**Passage shown:**
━━━━━━━━━━━━━━━━

Hidden from view by London’s grandest streets, tucked behind gates and down cobbled lanes, London’s historic mews houses have suddenly become the capital’s most desirable properties. When Saunders 1865 Chief Executive Tony Coe started out in the real estate business, one of his first deals was to sell a house in Kynance Mews for £11,000. Now properties in this classic South Kensington Mews would cost between £1.5 and £2.5 million… phew! (And, no, Tony’s not that old!)
Rough Guide to Rental Values for Mews Homes
|Number of Bedroom(s)||2 Bed||3 Bed||4 Bed||4 Bed|
Definition of a Mews
Mews houses are small, low level terraced cottages that were originally built for use as stables. They are generally found in small cobbled lanes, often cul-de-sacs, that run behind the much grander properties to which the stables belonged. One of the defining features is that they have a gardenless front, while many of them also have no windows at the sides or rear. Most have been converted for residential use, either incorporating the stable into the house or using it as a garage. However, some are used as commercial premises and they are ideal for live/work ateliers. From humble beginnings, they have become something of a luxury dwelling.
Recently they’ve become so desirable that a multitude of new developments are appropriating the name, despite having never remotely been used for stabling! Perhaps this represents a change in the term – it now seems to refer to the lifestyle they offer!
Turning back the clock…
London’s mews developed due to a very specific set of circumstances. Originally, the word ‘mews’ was used to describe cages in which moulting, or ‘mewing’, hawks were housed during in Tudor times – Henry VIII kept a large mews in Charing Cross. However, when he moved his birds and built stabling on the site instead, the name ‘mews‘ stuck and gradually spread to be used for other stables as well. While the original mews site is now covered by Trafalgar Square, wealthy Georgians and Victorians built small service streets behind their grand villas and started referring to them as mews. Here, they constructed stabling for their horses and carriages, with rooms above to house grooms and servants.
Although most mews are in London, they can also be found to a lesser extent in other UK cities and in historic parts of Canada, Australia and the United States. However, the term is only ever used for inner city stables and not for the extensive stable blocks that were attached to country houses and mansions.
But by the early 20th century, there were few horses left in the city and even in the grandest houses the number of servants employed had fallen dramatically. Initially the cottages were used as garages and storage spaces but as house values in London soared, many were converted into residential properties. The first conversion took place in Street Mews in Mayfair in 1908 and it became popular to furnish them in the Arts-and-Craft style of that time. The fashion for mews living fell away after the Second World War but since the 1960s, they have once again become desirable and can now command high prices.
Now, there is only one mews left in London where horses are stabled – Bathhurst Mews is home to the Hyde Park Stables, as well as a number of private stables. The horses housed here can be regularly seen on the bridle paths in Hyde Park.
Putting mews on the map
Although not unique to London, mews houses are a central London phenomenon and the majority of the city’s 8,000 converted stables can be found on just 600 streets. Tucked behind grand Victorian and Georgian properties, the best examples are in Westminster, Kensington, Chelsea, Mayfair, Notting Hill, Holland Park, Bayswater, Bloomsbury, Belgravia, Knightsbridge, Marylebone and Pimlico. Clusters of them are to be found near parks such as Hyde Park, Regents Park and Holland Park – and it’s no surprise that most of them are in the smarter London postcodes.

━━━━━━━━━━━━━━━━

**Records for identifying positions:**
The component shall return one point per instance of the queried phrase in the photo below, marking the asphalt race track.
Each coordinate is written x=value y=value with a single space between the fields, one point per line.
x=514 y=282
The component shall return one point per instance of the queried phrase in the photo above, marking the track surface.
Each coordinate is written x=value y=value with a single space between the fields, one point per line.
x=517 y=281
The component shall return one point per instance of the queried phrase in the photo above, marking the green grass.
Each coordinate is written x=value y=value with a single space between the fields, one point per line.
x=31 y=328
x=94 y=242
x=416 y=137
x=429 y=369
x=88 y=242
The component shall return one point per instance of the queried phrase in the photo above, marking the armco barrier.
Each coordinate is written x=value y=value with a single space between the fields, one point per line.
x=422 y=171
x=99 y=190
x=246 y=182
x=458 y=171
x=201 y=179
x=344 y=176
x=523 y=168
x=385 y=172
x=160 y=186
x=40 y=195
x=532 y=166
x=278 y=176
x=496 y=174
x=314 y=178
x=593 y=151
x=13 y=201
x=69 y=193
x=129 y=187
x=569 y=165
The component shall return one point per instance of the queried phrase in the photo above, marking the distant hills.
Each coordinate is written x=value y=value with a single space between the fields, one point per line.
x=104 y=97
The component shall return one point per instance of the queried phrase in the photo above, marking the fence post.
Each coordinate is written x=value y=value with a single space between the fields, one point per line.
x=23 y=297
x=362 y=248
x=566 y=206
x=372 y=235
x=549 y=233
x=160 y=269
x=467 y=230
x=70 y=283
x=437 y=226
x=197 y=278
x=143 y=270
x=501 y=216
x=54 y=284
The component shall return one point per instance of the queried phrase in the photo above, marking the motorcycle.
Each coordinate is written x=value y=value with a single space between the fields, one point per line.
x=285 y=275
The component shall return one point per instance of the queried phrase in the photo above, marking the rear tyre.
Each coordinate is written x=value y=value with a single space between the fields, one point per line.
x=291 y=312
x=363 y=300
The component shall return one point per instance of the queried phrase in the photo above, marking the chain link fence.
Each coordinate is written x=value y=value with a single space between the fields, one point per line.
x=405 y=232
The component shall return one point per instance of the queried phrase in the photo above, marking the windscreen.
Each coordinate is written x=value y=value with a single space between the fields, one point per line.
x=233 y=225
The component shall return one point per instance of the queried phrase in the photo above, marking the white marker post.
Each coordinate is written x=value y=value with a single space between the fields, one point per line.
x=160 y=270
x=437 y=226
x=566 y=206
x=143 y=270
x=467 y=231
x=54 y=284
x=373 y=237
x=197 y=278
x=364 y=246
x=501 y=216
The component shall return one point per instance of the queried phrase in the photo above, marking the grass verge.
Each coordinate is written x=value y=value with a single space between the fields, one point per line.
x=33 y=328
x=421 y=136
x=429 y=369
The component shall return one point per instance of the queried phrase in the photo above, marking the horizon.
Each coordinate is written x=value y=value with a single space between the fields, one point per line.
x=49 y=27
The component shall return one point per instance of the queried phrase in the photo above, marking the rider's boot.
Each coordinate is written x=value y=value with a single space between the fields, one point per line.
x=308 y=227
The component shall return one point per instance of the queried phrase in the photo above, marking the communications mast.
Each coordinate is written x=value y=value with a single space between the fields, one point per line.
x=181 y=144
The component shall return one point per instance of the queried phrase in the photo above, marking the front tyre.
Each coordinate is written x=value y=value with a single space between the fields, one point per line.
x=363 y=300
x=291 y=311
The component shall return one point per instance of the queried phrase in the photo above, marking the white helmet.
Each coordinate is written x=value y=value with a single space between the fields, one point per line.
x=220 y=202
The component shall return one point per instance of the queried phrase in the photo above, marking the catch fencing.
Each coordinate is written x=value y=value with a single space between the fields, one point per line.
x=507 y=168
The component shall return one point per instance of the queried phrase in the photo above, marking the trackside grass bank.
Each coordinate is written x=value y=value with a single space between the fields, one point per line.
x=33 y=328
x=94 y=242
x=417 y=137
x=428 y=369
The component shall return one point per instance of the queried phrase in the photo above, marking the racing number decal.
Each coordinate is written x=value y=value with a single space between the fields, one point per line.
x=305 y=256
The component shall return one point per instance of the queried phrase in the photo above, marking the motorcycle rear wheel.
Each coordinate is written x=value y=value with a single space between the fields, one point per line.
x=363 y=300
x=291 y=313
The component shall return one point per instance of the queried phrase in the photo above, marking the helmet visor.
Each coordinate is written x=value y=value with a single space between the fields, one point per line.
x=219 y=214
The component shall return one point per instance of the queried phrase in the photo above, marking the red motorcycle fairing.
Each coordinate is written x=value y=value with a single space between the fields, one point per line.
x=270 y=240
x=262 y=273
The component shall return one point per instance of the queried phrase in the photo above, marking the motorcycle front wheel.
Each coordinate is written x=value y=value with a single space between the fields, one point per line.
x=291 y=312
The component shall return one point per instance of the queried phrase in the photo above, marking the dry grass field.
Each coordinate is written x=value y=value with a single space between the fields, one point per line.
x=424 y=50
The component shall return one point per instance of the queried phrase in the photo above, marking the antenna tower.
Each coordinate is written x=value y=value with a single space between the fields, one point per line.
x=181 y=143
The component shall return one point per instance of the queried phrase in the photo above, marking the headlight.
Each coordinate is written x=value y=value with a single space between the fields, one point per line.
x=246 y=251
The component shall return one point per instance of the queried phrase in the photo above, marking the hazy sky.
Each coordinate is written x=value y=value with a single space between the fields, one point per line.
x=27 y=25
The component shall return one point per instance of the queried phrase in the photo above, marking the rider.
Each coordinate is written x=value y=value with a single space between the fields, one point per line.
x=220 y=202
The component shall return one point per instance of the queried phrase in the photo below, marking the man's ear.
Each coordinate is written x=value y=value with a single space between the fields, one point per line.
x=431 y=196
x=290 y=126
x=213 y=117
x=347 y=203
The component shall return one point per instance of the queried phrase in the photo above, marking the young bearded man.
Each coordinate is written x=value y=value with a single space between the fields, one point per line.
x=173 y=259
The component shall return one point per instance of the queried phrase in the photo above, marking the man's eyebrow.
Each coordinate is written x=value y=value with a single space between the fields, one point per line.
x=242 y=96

━━━━━━━━━━━━━━━━

**Prompt 1:**
According to the passage on London mews houses, where and in what year did the first conversion of a mews into a residence take place?
**Prompt 2:**
Reproduce the passage on London mews houses word for word, from "But by the early" to "in Hyde Park.".
The lines above are separate from the passage on London mews houses.

**Full output 1:**
In Street Mews in Mayfair, in 1908.

**Full output 2:**
But by the early 20th century, there were few horses left in the city and even in the grandest houses the number of servants employed had fallen dramatically. Initially the cottages were used as garages and storage spaces but as house values in London soared, many were converted into residential properties. The first conversion took place in Street Mews in Mayfair in 1908 and it became popular to furnish them in the Arts-and-Craft style of that time. The fashion for mews living fell away after the Second World War but since the 1960s, they have once again become desirable and can now command high prices.
Now, there is only one mews left in London where horses are stabled – Bathhurst Mews is home to the Hyde Park Stables, as well as a number of private stables. The horses housed here can be regularly seen on the bridle paths in Hyde Park.